Its a guy on a three wheeled bike. He's had a stereo system installed on the back, a canopy over him, and light up rims.
 

VoidCat

Use any and all pronouns including neo and it/it's
I once walking down the street dressed like a cat was stopped by a tourist who took a picture asked me questions and shouted loudly:
This is why I love small towns stuff like this.

...um...OK tourist dude...I think cat looking people are more likely to be found in cities...it's highly uncommon folk like me around here.
 

PureX

Veteran Member
Well, we just got 30" of lake effect snow dumped on us in the last 36 hours. First snowfall of the season.

Last year we only got about 24" ALL WINTER! Our normal snowfall average per year is about 8 feet.
 

Kathryn

It was on fire when I laid down on it.
OK so one time my husband and I were in Fort Worth (well, we were often in Fort Worth) but we were down on Sunset Square or whatever it's called, and my husband had on a leather jacket and some cowboy boots so he chose to have the boots cleaned up and polished. So he was sitting in the chair and all these Asian women who were CLEARLY tourists, came up to him and all they could say in English was "Rea cowboy, real cowboy!" and they took a bunch of photos of him. And he wasn't even a "real cowboy."

- _Job item_
Write what comes next in the forum thread about small-town sights and tourist encounters, starting after its final sentence. The lines after this point have nothing to do with the forum thread above.

Stored data entries:
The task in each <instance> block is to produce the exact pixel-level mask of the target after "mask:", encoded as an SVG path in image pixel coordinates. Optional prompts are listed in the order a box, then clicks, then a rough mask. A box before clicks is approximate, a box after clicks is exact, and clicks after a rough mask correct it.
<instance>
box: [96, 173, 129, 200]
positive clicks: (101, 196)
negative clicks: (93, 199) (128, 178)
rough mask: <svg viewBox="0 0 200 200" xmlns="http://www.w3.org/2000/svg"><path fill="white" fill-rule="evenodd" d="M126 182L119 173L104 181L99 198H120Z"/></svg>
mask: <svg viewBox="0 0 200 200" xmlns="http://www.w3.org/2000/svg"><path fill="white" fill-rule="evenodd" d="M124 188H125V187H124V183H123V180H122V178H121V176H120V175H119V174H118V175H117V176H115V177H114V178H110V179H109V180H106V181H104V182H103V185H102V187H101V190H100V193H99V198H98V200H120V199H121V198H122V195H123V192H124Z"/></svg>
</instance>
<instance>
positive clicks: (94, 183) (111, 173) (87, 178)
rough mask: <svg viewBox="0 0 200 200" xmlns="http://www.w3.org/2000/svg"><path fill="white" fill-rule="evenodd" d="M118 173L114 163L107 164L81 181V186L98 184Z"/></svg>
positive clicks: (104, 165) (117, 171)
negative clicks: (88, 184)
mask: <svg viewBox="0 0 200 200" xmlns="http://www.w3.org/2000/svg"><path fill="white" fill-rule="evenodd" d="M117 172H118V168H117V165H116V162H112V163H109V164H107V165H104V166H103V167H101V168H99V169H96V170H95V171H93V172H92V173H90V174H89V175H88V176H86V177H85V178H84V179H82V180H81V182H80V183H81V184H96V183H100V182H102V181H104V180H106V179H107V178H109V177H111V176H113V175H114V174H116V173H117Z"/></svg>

- _Output for this exercise_
Wherenextcolumbus

Well-Known Member
OK so one time my husband and I were in Fort Worth (well, we were often in Fort Worth) but we were down on Sunset Square or whatever it's called, and my husband had on a leather jacket and some cowboy boots so he chose to have the boots cleaned up and polished. So he was sitting in the chair and all these Asian women who were CLEARLY tourists, came up to him and all they could say in English was "Rea cowboy, real cowboy!" and they took a bunch of photos of him. And he wasn't even a "real cowboy."
Please tell me he yelled “yee haw” ?
 

ChristineM

"Be strong", I whispered to my coffee.
Premium Member
It's a friendly village with a narrow street running through it. Originally designed for horse and cart traffic the houses were built quite close together.

If a car comes the other way one will tuck into an alcove to let the other past. So far so good.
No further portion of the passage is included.